►

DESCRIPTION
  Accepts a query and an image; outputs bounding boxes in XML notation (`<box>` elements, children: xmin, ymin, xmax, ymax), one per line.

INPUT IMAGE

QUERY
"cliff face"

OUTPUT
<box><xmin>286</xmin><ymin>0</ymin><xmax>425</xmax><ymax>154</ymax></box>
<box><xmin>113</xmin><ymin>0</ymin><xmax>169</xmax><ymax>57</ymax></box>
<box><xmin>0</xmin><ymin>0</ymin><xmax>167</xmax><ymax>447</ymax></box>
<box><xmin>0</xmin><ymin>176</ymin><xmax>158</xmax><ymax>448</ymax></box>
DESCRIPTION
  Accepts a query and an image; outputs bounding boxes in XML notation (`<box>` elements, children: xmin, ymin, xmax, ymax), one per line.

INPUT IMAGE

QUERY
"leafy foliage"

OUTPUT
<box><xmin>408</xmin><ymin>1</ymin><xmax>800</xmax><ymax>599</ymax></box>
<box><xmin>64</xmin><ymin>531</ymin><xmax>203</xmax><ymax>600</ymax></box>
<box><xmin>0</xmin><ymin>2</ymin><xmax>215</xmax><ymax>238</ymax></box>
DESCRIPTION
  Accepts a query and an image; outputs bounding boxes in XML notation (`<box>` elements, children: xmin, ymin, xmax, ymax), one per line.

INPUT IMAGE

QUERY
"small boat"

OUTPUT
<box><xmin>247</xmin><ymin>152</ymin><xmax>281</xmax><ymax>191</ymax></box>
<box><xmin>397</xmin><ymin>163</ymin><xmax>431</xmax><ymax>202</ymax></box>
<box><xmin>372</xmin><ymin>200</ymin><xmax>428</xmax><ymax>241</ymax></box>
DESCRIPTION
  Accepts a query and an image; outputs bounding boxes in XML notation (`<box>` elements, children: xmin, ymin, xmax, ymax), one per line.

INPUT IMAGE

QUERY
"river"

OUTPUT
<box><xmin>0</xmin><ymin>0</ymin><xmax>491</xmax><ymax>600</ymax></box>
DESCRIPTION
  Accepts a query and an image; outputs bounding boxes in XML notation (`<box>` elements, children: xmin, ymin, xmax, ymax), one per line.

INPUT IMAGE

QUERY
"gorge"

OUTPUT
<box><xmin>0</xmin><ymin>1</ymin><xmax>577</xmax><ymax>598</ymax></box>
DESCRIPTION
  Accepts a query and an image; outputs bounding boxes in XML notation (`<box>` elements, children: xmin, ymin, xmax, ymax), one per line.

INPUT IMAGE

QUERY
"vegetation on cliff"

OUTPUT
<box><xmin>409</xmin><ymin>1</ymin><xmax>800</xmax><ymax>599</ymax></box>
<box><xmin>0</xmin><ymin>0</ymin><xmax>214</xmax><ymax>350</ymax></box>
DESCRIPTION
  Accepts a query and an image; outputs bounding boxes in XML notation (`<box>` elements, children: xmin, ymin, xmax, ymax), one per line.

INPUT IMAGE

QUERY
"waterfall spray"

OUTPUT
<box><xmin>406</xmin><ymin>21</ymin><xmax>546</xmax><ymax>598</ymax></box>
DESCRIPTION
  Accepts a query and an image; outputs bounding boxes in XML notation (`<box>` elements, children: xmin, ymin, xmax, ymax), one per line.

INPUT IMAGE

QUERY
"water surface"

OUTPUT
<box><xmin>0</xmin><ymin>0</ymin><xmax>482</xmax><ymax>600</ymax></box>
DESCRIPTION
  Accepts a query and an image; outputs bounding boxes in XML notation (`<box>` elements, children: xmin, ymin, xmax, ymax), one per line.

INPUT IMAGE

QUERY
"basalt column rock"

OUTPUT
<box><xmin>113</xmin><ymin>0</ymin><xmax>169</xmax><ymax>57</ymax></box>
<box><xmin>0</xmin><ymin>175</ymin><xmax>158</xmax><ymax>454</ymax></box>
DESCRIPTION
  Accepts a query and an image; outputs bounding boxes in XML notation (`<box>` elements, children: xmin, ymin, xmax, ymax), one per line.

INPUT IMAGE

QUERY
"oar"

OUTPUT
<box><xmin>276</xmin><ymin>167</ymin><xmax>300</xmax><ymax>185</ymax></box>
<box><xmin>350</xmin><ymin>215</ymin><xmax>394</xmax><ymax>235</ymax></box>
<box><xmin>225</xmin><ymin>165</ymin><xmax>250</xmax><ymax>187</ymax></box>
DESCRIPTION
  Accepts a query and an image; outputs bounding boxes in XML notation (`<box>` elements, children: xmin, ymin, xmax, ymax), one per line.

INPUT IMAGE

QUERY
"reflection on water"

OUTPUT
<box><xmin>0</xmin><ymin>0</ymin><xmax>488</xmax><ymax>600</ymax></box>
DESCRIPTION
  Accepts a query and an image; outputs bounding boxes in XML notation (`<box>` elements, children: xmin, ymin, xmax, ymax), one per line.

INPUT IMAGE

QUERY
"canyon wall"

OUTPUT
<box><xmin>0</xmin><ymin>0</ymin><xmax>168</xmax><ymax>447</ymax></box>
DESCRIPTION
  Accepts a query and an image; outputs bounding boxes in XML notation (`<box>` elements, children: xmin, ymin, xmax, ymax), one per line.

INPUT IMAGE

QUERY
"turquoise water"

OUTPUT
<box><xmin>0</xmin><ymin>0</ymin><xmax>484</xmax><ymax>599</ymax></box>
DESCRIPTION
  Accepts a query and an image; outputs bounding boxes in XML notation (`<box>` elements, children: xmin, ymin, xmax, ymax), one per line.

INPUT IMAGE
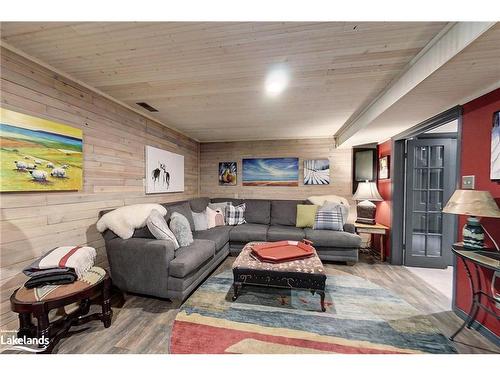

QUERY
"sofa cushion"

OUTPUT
<box><xmin>169</xmin><ymin>239</ymin><xmax>215</xmax><ymax>277</ymax></box>
<box><xmin>229</xmin><ymin>223</ymin><xmax>269</xmax><ymax>242</ymax></box>
<box><xmin>267</xmin><ymin>225</ymin><xmax>306</xmax><ymax>241</ymax></box>
<box><xmin>295</xmin><ymin>204</ymin><xmax>319</xmax><ymax>228</ymax></box>
<box><xmin>193</xmin><ymin>226</ymin><xmax>231</xmax><ymax>252</ymax></box>
<box><xmin>189</xmin><ymin>197</ymin><xmax>210</xmax><ymax>212</ymax></box>
<box><xmin>305</xmin><ymin>228</ymin><xmax>361</xmax><ymax>248</ymax></box>
<box><xmin>146</xmin><ymin>210</ymin><xmax>179</xmax><ymax>249</ymax></box>
<box><xmin>191</xmin><ymin>211</ymin><xmax>208</xmax><ymax>230</ymax></box>
<box><xmin>245</xmin><ymin>199</ymin><xmax>271</xmax><ymax>224</ymax></box>
<box><xmin>271</xmin><ymin>200</ymin><xmax>304</xmax><ymax>227</ymax></box>
<box><xmin>162</xmin><ymin>202</ymin><xmax>194</xmax><ymax>231</ymax></box>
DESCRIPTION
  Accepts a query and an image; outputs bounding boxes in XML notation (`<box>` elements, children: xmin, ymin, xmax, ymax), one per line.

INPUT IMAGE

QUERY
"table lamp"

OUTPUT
<box><xmin>443</xmin><ymin>189</ymin><xmax>500</xmax><ymax>250</ymax></box>
<box><xmin>352</xmin><ymin>180</ymin><xmax>383</xmax><ymax>225</ymax></box>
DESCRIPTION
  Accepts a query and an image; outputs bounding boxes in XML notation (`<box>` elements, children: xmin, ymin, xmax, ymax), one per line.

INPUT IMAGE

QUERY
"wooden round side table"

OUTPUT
<box><xmin>10</xmin><ymin>267</ymin><xmax>113</xmax><ymax>353</ymax></box>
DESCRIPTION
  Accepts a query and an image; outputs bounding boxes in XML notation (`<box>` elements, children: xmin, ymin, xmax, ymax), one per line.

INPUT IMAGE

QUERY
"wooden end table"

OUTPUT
<box><xmin>10</xmin><ymin>267</ymin><xmax>113</xmax><ymax>353</ymax></box>
<box><xmin>354</xmin><ymin>223</ymin><xmax>389</xmax><ymax>262</ymax></box>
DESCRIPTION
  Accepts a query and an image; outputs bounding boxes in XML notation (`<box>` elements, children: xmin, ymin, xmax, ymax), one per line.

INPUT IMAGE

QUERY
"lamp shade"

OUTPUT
<box><xmin>352</xmin><ymin>181</ymin><xmax>383</xmax><ymax>201</ymax></box>
<box><xmin>443</xmin><ymin>189</ymin><xmax>500</xmax><ymax>218</ymax></box>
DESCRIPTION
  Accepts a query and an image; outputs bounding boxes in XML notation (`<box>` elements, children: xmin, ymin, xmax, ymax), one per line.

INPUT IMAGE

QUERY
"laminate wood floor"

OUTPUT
<box><xmin>4</xmin><ymin>256</ymin><xmax>500</xmax><ymax>354</ymax></box>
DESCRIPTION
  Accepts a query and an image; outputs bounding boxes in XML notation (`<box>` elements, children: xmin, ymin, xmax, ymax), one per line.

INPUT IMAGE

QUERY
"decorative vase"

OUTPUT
<box><xmin>462</xmin><ymin>216</ymin><xmax>484</xmax><ymax>250</ymax></box>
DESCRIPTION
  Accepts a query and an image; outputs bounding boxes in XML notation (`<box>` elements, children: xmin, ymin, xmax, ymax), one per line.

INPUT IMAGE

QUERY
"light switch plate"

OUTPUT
<box><xmin>462</xmin><ymin>176</ymin><xmax>476</xmax><ymax>190</ymax></box>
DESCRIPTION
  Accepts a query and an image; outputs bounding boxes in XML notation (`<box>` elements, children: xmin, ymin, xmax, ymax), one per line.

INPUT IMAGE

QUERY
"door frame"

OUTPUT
<box><xmin>389</xmin><ymin>105</ymin><xmax>462</xmax><ymax>265</ymax></box>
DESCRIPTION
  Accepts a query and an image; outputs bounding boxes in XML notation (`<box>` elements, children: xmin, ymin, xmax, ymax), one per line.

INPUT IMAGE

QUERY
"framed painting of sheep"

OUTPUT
<box><xmin>0</xmin><ymin>108</ymin><xmax>83</xmax><ymax>192</ymax></box>
<box><xmin>146</xmin><ymin>146</ymin><xmax>184</xmax><ymax>194</ymax></box>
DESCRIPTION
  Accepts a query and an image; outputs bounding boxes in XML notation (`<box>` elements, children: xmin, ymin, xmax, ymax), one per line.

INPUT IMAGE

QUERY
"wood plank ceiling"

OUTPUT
<box><xmin>1</xmin><ymin>22</ymin><xmax>445</xmax><ymax>142</ymax></box>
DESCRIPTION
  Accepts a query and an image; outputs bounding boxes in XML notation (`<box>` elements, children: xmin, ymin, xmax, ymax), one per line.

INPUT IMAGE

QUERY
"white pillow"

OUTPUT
<box><xmin>146</xmin><ymin>210</ymin><xmax>179</xmax><ymax>250</ymax></box>
<box><xmin>96</xmin><ymin>203</ymin><xmax>167</xmax><ymax>240</ymax></box>
<box><xmin>205</xmin><ymin>207</ymin><xmax>226</xmax><ymax>229</ymax></box>
<box><xmin>321</xmin><ymin>201</ymin><xmax>349</xmax><ymax>224</ymax></box>
<box><xmin>191</xmin><ymin>212</ymin><xmax>208</xmax><ymax>231</ymax></box>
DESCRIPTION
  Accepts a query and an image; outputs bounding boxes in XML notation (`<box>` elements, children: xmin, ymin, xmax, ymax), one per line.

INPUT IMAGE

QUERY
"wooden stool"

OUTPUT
<box><xmin>10</xmin><ymin>267</ymin><xmax>113</xmax><ymax>353</ymax></box>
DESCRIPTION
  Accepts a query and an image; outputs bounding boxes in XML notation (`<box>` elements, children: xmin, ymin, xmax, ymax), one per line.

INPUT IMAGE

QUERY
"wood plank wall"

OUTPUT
<box><xmin>0</xmin><ymin>48</ymin><xmax>199</xmax><ymax>329</ymax></box>
<box><xmin>200</xmin><ymin>138</ymin><xmax>352</xmax><ymax>203</ymax></box>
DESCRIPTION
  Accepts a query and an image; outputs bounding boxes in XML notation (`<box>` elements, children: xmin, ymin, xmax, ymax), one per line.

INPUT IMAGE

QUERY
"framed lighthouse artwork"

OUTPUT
<box><xmin>146</xmin><ymin>146</ymin><xmax>184</xmax><ymax>194</ymax></box>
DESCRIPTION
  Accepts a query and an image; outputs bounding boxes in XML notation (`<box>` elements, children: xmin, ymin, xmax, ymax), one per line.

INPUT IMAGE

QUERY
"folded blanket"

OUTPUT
<box><xmin>24</xmin><ymin>268</ymin><xmax>78</xmax><ymax>289</ymax></box>
<box><xmin>23</xmin><ymin>246</ymin><xmax>97</xmax><ymax>277</ymax></box>
<box><xmin>96</xmin><ymin>203</ymin><xmax>167</xmax><ymax>240</ymax></box>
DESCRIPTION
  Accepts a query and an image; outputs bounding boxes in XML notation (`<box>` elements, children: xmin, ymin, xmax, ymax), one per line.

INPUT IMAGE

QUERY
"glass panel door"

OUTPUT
<box><xmin>405</xmin><ymin>139</ymin><xmax>456</xmax><ymax>268</ymax></box>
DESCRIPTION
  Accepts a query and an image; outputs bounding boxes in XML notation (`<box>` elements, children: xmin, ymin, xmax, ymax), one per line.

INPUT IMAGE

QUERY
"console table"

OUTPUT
<box><xmin>354</xmin><ymin>223</ymin><xmax>389</xmax><ymax>262</ymax></box>
<box><xmin>450</xmin><ymin>244</ymin><xmax>500</xmax><ymax>341</ymax></box>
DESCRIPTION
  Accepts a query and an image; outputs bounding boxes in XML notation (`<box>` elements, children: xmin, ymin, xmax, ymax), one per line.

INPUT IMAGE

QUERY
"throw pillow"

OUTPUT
<box><xmin>226</xmin><ymin>203</ymin><xmax>247</xmax><ymax>225</ymax></box>
<box><xmin>146</xmin><ymin>210</ymin><xmax>179</xmax><ymax>249</ymax></box>
<box><xmin>295</xmin><ymin>204</ymin><xmax>319</xmax><ymax>228</ymax></box>
<box><xmin>208</xmin><ymin>202</ymin><xmax>233</xmax><ymax>223</ymax></box>
<box><xmin>206</xmin><ymin>207</ymin><xmax>226</xmax><ymax>229</ymax></box>
<box><xmin>191</xmin><ymin>211</ymin><xmax>208</xmax><ymax>231</ymax></box>
<box><xmin>313</xmin><ymin>205</ymin><xmax>344</xmax><ymax>231</ymax></box>
<box><xmin>322</xmin><ymin>201</ymin><xmax>349</xmax><ymax>224</ymax></box>
<box><xmin>170</xmin><ymin>212</ymin><xmax>194</xmax><ymax>246</ymax></box>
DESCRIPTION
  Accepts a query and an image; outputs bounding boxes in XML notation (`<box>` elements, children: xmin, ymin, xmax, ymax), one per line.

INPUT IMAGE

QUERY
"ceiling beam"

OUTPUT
<box><xmin>334</xmin><ymin>22</ymin><xmax>495</xmax><ymax>147</ymax></box>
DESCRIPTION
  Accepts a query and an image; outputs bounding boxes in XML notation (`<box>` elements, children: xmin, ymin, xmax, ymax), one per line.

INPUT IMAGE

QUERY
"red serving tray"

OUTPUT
<box><xmin>252</xmin><ymin>240</ymin><xmax>314</xmax><ymax>263</ymax></box>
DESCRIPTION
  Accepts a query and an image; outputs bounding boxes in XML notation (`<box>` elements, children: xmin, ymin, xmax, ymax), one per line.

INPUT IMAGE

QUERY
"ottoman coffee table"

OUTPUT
<box><xmin>232</xmin><ymin>241</ymin><xmax>326</xmax><ymax>311</ymax></box>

◄

Which lines in the entries contain the string "framed"? List every one of them in full.

"framed painting of sheep"
"framed lighthouse artwork"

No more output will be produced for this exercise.